### Task statement
Each line in the entries that has the word "bush" has to be copied.
BEGIN Records to use
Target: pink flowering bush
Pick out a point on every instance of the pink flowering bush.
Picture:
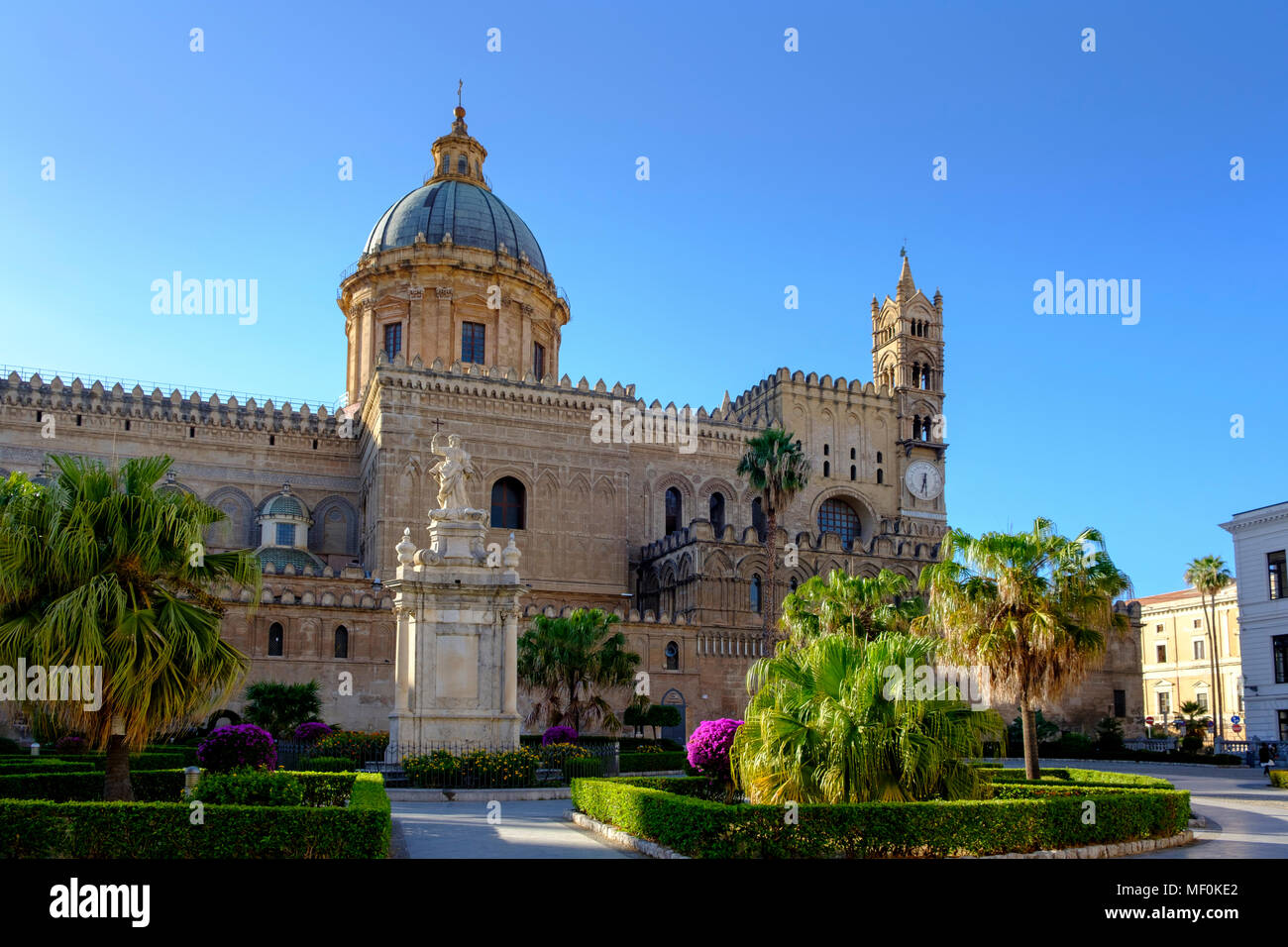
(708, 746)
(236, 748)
END Records to use
BEGIN Records to use
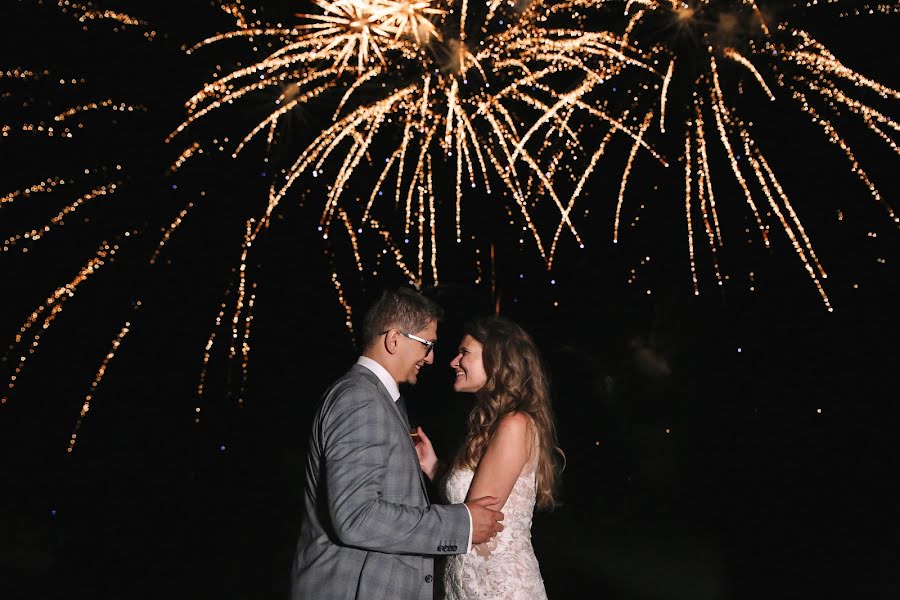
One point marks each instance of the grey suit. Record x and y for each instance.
END Records to use
### Solution to this problem
Target: pink flowering bush
Pick out a point on every instance of the pink flowering bush.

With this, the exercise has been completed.